Material provided –
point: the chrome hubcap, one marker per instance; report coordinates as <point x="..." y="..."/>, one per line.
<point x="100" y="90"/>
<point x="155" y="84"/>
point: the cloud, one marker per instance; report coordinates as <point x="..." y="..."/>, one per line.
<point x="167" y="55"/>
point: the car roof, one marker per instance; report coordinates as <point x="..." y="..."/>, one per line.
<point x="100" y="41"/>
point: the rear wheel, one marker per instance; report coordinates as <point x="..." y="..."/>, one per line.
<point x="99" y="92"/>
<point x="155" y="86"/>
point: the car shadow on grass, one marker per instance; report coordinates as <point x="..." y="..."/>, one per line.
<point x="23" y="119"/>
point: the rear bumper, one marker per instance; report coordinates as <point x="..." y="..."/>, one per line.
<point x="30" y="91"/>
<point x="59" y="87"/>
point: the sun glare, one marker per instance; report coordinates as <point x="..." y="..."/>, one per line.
==
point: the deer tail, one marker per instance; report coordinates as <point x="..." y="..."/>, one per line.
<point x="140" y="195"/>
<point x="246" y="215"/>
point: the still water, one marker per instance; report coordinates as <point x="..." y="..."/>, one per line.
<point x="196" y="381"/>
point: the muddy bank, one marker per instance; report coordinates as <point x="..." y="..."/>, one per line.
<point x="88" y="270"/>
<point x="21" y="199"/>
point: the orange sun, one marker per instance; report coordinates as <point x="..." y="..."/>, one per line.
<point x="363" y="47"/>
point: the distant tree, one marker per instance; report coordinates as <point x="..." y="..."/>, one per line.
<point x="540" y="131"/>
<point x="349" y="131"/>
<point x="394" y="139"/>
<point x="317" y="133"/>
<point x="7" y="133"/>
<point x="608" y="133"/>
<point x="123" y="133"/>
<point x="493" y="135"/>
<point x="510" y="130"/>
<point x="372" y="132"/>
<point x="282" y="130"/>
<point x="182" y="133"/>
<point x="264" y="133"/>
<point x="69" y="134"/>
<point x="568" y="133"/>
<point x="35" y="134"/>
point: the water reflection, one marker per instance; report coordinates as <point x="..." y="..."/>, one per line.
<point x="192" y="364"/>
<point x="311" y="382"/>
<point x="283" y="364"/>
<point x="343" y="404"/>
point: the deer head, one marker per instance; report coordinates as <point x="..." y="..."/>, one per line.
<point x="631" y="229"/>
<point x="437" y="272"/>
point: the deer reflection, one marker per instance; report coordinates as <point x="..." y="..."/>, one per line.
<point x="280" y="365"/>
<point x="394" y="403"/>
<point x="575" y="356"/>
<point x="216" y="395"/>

What needs to be done –
Print, from the entries above, the line with "point: the rear bumper, one", the line with "point: the sun" and all lines between them, exactly and with nothing else.

Exercise response –
point: the rear bumper, one marker per instance; report coordinates as <point x="..." y="..."/>, one per line.
<point x="30" y="91"/>
<point x="59" y="87"/>
point: the sun glare, one marker per instance; report coordinates as <point x="..." y="..."/>, one per line.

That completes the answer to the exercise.